### GIVEN REQUEST
Gather every line of the data below that contains the string "instance". Case counts.

### ROWS
........
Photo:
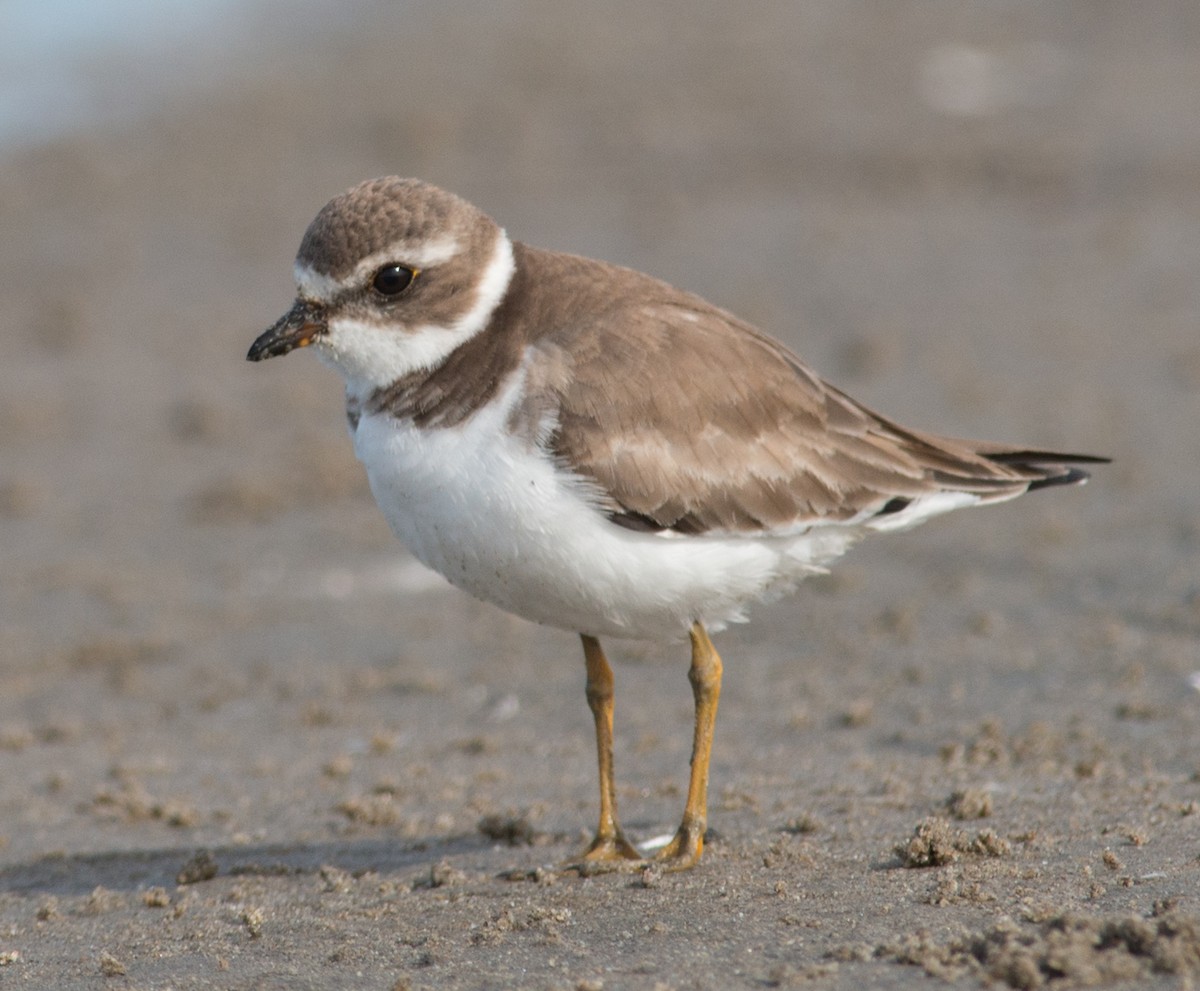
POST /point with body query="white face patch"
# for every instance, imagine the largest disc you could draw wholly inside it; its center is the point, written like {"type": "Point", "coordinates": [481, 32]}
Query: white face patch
........
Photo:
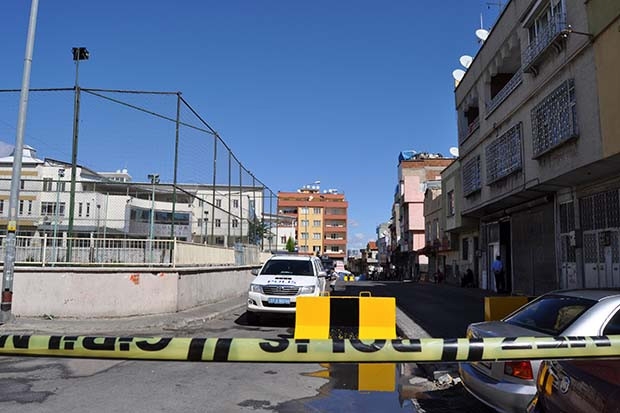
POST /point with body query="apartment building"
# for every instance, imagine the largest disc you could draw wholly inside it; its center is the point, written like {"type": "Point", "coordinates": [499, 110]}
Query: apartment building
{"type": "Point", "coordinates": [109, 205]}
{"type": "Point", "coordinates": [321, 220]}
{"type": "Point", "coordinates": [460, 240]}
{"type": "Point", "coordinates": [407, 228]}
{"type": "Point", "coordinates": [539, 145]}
........
### FINAL RESULT
# for every instance, imagine the largest disc you could draw wholly inside it; its center is the point, written like {"type": "Point", "coordinates": [481, 32]}
# for every instance, imagine the largest disc you could draw wholly inside it; its center is the point, written like {"type": "Point", "coordinates": [499, 110]}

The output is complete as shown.